>> Begin
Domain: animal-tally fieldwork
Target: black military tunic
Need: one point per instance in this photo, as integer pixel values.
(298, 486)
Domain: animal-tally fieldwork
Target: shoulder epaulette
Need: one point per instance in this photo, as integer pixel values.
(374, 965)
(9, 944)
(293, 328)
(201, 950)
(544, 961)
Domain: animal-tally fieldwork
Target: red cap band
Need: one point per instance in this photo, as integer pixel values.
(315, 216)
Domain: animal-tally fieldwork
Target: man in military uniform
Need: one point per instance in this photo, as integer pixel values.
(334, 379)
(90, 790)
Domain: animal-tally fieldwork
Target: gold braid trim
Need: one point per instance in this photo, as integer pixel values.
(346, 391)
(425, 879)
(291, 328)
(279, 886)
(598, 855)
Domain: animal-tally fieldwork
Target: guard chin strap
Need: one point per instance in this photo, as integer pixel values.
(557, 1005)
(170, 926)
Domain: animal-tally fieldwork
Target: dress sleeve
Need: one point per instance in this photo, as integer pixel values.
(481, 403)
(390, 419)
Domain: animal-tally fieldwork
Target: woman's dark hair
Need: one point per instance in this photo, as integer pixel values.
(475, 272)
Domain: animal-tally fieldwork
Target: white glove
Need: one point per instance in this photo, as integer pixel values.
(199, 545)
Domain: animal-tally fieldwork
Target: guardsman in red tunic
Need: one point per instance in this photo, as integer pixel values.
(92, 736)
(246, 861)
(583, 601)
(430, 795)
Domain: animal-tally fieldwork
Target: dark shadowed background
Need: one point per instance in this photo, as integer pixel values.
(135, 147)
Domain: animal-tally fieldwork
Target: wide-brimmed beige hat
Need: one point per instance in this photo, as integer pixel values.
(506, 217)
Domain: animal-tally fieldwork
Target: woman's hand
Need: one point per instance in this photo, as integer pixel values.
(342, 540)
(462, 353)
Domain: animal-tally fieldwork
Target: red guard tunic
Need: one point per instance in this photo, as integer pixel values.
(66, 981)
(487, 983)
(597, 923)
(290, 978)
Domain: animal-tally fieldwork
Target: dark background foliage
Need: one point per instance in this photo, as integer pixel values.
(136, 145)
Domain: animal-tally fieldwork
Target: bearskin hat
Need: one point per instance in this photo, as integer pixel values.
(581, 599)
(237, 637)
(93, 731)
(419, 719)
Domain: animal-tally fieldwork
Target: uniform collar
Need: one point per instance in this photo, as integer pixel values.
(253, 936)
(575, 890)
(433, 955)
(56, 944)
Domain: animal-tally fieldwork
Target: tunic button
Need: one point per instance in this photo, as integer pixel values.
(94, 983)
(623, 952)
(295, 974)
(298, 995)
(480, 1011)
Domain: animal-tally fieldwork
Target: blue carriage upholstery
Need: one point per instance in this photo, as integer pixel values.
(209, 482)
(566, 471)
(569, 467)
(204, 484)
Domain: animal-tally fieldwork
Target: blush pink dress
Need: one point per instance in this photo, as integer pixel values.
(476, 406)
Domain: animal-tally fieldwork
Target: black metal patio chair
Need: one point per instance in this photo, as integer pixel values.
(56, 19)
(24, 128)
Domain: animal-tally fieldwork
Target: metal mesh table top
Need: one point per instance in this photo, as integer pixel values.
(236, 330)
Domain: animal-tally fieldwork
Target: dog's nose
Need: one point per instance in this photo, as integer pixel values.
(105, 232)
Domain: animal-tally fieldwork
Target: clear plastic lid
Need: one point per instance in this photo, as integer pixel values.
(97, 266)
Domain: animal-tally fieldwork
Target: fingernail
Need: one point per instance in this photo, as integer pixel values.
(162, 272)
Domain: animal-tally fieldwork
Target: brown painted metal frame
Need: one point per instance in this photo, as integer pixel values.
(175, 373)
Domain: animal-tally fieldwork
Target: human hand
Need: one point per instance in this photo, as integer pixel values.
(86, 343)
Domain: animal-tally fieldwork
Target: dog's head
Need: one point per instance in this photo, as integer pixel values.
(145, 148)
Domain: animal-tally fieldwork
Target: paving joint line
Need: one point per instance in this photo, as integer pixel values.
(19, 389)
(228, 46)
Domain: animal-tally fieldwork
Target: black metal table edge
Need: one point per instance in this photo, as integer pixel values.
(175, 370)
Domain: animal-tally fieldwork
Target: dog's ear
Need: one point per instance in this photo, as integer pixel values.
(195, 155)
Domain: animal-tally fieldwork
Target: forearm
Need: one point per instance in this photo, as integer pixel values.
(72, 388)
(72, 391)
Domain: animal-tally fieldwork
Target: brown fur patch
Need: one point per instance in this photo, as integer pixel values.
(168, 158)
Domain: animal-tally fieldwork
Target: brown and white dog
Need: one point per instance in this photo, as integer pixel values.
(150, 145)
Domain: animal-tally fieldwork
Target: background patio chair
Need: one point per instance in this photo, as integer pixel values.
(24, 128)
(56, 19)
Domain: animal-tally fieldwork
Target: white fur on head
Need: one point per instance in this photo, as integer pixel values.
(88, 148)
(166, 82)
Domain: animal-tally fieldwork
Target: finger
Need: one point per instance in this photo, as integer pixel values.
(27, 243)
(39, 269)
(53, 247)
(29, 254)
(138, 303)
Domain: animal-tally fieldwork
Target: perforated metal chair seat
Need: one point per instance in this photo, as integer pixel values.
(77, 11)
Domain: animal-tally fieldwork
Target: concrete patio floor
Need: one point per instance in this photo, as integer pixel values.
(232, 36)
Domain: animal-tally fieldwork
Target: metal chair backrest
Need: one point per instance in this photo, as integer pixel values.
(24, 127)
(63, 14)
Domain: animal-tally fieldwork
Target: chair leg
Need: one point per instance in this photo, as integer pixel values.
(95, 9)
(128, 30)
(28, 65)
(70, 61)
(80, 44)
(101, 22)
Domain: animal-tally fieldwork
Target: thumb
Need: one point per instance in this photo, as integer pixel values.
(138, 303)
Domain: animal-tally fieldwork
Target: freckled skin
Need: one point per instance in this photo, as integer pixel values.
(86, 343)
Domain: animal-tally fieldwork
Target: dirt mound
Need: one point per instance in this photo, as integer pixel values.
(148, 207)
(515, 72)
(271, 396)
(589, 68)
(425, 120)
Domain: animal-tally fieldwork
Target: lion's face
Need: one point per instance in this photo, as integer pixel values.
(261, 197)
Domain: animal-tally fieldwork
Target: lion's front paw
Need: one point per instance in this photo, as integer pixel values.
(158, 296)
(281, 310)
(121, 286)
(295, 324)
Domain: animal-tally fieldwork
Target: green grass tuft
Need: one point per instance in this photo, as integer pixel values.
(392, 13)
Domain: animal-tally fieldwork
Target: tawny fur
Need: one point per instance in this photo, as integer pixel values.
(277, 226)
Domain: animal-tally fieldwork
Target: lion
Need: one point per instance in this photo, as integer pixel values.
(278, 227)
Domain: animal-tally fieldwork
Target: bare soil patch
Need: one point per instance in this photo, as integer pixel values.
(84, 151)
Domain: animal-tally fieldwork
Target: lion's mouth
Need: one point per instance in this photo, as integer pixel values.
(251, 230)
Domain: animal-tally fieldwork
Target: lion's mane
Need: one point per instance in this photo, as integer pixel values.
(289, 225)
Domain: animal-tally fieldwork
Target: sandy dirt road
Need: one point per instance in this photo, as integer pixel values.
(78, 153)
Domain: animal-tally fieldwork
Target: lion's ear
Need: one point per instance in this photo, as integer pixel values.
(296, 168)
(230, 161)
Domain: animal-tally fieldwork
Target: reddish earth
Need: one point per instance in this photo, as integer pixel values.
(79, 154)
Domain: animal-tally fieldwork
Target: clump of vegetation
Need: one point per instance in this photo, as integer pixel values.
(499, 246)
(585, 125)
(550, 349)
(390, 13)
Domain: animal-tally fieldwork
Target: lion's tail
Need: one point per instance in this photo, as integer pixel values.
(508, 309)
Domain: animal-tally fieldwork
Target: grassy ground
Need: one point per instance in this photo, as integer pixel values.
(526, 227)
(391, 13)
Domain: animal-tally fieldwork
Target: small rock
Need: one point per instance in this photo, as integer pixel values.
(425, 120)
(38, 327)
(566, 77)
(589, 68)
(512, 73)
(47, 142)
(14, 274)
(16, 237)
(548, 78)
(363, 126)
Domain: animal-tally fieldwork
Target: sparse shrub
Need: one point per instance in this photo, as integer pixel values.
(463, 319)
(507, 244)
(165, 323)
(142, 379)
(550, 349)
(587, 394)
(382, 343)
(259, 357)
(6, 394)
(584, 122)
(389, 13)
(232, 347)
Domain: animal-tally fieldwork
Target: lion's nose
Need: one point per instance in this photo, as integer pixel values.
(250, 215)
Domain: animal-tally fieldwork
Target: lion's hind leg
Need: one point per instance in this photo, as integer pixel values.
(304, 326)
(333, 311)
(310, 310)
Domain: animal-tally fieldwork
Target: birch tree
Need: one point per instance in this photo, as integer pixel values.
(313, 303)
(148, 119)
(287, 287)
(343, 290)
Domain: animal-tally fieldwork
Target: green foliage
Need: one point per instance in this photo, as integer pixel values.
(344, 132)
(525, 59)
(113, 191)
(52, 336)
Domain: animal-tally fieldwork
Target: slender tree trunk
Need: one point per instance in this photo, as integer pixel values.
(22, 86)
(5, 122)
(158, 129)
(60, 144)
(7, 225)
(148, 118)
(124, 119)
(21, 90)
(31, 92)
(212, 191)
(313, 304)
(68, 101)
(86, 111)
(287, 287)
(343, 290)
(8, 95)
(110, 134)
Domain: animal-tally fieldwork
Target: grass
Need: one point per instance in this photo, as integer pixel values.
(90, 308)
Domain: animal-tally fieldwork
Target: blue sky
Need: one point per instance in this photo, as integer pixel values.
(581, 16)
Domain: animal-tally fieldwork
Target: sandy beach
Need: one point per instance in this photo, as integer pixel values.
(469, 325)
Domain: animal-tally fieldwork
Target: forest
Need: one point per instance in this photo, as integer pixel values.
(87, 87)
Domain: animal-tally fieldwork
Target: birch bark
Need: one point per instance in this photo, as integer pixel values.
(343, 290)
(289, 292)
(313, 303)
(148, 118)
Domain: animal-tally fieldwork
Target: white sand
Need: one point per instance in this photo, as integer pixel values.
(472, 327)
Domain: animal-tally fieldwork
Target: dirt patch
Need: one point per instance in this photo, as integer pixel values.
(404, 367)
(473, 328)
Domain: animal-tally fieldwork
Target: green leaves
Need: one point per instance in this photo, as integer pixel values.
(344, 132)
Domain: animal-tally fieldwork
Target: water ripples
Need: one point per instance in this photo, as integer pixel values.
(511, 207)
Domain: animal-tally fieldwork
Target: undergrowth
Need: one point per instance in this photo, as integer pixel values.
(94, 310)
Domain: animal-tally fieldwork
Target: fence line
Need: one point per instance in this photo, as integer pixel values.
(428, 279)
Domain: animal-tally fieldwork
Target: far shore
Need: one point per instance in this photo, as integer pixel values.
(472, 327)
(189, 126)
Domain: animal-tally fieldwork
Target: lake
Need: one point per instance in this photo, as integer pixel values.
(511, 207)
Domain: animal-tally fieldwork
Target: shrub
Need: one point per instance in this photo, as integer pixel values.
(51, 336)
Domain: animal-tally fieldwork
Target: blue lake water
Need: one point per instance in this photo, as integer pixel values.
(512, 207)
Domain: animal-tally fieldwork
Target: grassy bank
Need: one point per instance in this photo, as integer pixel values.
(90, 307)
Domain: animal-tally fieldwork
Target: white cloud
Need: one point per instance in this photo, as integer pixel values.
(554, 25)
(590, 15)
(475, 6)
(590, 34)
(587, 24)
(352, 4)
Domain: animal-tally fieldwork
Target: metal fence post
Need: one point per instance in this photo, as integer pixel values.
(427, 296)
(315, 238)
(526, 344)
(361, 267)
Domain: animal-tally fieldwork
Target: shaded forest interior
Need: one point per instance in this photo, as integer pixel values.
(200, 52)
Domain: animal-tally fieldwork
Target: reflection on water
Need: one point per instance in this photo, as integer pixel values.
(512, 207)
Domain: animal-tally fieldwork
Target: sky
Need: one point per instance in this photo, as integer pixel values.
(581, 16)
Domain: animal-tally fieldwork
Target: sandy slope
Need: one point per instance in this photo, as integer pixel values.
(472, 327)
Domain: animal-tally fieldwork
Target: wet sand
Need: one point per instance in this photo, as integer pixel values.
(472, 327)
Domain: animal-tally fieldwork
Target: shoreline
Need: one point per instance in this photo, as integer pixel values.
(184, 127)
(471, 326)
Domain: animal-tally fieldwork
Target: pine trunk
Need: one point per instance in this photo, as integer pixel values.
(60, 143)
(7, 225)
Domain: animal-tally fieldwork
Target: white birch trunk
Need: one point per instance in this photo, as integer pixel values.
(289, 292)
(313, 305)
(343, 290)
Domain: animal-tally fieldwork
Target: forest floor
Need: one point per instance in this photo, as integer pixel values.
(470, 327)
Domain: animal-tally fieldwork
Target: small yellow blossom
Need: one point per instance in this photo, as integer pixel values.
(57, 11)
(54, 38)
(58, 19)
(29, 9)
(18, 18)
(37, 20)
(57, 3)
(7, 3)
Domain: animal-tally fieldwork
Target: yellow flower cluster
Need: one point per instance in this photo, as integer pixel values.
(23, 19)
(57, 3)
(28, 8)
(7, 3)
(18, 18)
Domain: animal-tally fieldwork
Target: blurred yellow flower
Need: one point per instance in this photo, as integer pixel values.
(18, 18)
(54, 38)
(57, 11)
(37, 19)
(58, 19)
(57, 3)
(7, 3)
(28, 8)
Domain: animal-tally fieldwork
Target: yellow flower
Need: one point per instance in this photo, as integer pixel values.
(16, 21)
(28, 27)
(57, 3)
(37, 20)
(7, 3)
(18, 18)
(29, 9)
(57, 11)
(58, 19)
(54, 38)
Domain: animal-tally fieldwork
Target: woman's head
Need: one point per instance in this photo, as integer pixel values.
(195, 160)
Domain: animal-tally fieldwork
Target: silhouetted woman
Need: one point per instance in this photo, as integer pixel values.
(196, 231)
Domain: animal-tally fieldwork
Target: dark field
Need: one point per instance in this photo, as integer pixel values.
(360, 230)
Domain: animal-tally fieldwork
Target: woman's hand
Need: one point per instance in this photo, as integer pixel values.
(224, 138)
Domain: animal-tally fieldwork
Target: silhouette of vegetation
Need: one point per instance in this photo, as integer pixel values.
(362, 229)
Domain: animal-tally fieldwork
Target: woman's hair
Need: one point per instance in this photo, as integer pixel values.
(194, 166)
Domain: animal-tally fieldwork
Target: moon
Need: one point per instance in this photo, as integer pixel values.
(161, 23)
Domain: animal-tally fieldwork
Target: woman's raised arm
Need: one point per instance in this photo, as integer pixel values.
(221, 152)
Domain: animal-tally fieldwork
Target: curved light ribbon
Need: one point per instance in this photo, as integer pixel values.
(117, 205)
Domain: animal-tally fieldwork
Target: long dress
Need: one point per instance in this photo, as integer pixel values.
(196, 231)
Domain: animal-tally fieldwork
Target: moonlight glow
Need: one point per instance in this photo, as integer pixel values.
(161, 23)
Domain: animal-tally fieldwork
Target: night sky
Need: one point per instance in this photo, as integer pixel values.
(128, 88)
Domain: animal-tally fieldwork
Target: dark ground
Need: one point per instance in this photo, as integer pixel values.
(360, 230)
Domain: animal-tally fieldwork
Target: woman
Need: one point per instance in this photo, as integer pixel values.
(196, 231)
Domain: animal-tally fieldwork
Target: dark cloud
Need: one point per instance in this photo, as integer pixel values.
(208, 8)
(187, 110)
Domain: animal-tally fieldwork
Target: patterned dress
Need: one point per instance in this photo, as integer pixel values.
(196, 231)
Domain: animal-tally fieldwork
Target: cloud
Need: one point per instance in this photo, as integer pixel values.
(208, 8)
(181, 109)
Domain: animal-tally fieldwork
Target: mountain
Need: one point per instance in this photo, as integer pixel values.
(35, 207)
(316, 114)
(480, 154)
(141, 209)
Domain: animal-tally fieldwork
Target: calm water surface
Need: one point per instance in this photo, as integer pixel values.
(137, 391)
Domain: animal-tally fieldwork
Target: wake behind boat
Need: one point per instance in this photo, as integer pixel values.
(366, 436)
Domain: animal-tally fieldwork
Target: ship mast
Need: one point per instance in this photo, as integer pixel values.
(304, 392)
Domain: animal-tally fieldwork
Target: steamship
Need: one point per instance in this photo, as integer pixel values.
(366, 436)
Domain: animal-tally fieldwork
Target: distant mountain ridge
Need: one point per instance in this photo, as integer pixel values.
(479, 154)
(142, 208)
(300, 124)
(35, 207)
>> End
BRIEF: Count the lines in the entries above that contain the word "sandy" and reply with only that number.

REPLY TO THE TASK: 3